▶ [Excerpts of bounding box data]
▬▬▬▬▬▬
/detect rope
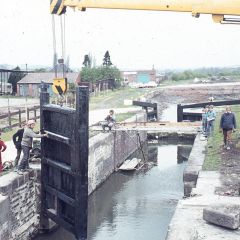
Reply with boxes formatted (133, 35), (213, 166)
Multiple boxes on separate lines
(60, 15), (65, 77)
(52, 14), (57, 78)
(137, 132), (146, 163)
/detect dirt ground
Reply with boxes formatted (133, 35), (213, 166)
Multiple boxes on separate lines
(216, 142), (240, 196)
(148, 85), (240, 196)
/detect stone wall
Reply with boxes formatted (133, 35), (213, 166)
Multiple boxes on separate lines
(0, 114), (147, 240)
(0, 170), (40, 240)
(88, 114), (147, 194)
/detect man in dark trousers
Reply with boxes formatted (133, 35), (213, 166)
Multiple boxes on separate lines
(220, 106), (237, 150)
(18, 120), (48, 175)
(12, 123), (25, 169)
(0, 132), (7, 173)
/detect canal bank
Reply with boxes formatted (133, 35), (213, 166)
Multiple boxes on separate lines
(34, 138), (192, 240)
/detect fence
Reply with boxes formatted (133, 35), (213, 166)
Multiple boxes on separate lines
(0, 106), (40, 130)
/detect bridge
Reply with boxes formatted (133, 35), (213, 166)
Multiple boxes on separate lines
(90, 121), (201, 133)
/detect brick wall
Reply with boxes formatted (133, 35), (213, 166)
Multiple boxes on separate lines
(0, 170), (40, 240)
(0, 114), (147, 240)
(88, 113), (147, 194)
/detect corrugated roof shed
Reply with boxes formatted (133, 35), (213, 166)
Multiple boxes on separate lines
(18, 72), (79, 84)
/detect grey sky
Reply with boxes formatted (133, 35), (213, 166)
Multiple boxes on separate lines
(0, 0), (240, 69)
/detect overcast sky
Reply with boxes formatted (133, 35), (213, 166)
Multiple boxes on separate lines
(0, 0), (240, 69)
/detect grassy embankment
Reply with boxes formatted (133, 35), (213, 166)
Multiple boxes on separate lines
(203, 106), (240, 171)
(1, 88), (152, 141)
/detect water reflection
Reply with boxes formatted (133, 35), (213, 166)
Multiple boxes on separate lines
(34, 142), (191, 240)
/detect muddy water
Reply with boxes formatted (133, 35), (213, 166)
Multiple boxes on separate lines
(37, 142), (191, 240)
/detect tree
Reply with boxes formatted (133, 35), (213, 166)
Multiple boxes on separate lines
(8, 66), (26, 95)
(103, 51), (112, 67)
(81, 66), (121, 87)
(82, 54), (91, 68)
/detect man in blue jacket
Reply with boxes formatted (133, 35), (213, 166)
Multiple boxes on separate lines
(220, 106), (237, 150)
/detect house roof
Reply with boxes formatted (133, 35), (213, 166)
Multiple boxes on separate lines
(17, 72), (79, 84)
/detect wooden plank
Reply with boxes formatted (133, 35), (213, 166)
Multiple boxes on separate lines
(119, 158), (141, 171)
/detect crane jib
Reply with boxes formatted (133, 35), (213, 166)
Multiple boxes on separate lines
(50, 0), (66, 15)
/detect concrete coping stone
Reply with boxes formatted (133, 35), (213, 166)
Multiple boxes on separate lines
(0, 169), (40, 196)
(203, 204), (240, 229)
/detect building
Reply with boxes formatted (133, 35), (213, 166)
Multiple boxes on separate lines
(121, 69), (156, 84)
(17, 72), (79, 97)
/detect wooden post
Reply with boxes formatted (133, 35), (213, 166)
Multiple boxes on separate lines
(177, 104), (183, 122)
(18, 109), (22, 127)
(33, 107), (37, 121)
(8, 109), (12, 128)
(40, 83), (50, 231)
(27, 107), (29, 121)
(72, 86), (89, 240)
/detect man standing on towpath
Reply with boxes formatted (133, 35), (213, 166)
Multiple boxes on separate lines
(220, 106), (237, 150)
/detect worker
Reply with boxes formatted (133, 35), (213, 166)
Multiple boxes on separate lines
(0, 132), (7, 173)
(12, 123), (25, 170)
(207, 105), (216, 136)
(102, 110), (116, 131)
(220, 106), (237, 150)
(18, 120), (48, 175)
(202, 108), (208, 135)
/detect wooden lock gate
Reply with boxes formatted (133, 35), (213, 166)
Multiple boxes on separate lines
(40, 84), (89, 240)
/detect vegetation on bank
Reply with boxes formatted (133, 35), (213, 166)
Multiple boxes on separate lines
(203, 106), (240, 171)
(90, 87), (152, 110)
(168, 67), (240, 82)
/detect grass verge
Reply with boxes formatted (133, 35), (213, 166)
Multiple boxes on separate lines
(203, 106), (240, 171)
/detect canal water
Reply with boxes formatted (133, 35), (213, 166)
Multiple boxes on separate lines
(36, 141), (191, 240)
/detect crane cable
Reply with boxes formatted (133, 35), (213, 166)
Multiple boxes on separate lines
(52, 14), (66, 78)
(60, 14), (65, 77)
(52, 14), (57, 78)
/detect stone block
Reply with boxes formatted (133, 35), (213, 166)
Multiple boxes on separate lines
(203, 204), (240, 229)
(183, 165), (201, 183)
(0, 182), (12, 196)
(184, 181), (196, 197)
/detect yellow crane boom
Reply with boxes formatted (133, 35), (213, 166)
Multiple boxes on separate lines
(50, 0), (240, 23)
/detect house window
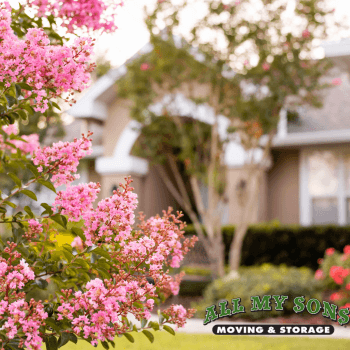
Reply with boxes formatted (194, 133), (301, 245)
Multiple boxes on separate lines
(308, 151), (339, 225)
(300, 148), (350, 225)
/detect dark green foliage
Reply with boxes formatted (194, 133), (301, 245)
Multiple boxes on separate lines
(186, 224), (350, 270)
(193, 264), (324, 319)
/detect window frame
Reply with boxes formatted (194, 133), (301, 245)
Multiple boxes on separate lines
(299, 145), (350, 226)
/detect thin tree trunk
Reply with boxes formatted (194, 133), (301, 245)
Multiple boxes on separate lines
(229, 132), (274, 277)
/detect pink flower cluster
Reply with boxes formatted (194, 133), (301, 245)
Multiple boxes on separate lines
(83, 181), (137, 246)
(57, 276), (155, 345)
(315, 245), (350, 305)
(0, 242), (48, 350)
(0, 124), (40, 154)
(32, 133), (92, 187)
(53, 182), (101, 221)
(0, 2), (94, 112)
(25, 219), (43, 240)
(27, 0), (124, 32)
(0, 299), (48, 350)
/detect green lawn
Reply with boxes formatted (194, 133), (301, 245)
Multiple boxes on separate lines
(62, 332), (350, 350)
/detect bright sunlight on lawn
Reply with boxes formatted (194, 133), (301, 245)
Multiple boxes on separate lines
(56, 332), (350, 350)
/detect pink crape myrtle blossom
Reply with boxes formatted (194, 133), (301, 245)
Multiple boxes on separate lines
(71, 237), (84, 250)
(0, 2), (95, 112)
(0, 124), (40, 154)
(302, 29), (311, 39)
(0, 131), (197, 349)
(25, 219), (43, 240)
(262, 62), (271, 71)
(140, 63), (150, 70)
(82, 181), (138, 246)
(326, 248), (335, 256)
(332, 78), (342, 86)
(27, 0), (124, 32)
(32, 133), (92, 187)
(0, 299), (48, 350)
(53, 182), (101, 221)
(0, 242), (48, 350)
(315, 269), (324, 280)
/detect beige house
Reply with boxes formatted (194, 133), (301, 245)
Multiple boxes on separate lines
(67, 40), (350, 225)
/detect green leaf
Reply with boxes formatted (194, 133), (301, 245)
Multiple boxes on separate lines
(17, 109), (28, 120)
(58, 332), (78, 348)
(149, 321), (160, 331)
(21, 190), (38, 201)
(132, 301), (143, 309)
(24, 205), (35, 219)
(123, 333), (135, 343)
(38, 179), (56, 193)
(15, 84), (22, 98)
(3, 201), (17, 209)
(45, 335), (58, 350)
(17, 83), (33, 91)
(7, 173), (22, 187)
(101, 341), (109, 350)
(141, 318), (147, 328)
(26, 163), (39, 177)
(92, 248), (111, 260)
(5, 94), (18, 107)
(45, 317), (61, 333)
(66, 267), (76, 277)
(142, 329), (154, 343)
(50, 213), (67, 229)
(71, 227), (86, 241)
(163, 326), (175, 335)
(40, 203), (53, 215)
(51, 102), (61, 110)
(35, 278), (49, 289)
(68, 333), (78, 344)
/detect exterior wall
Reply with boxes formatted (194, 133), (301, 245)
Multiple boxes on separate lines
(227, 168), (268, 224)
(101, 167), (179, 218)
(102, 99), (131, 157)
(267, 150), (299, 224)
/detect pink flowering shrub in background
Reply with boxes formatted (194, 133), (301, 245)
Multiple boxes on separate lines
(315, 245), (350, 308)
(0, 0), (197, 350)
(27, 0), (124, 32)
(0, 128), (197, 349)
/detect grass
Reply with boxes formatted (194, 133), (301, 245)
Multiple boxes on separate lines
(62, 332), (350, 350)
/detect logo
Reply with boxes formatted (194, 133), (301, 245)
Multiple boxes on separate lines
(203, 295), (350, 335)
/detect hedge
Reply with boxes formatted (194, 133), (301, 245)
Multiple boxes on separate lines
▬▬▬▬▬▬
▶ [What you need to do] Output the listing from its first line through the line containing "(88, 113), (147, 194)", reproducing every line unchanged. Omit the picture from your reply.

▶ [The solution]
/detect rope
Reply with boxes formatted (133, 35), (213, 166)
Multiple boxes on separate lines
(60, 15), (65, 77)
(52, 14), (57, 78)
(137, 132), (146, 163)
/detect dirt ground
Reply with boxes formatted (133, 35), (213, 166)
Multiple boxes on separate lines
(216, 142), (240, 196)
(148, 85), (240, 196)
/detect stone wall
Reply with boxes formatted (133, 35), (213, 166)
Multiple boxes on separate lines
(0, 114), (147, 240)
(0, 170), (40, 240)
(88, 114), (147, 194)
/detect man in dark trousers
Reply with boxes formatted (133, 35), (213, 166)
Multiple boxes on separate lines
(220, 106), (237, 150)
(18, 120), (48, 175)
(12, 123), (25, 169)
(0, 132), (7, 173)
/detect canal bank
Reply with boxes formatted (133, 35), (213, 166)
Multiple boxes on separate lines
(34, 138), (192, 240)
/detect fence
Reply with boxes formatted (133, 35), (213, 166)
Multiple boxes on separate lines
(0, 106), (40, 130)
/detect bridge
Reply with boxes formatted (133, 35), (213, 166)
Multiple boxes on separate lines
(90, 121), (201, 133)
/detect brick wall
Reply with boxes formatted (133, 35), (213, 166)
Multiple boxes on separate lines
(0, 170), (40, 240)
(0, 114), (147, 240)
(88, 113), (147, 194)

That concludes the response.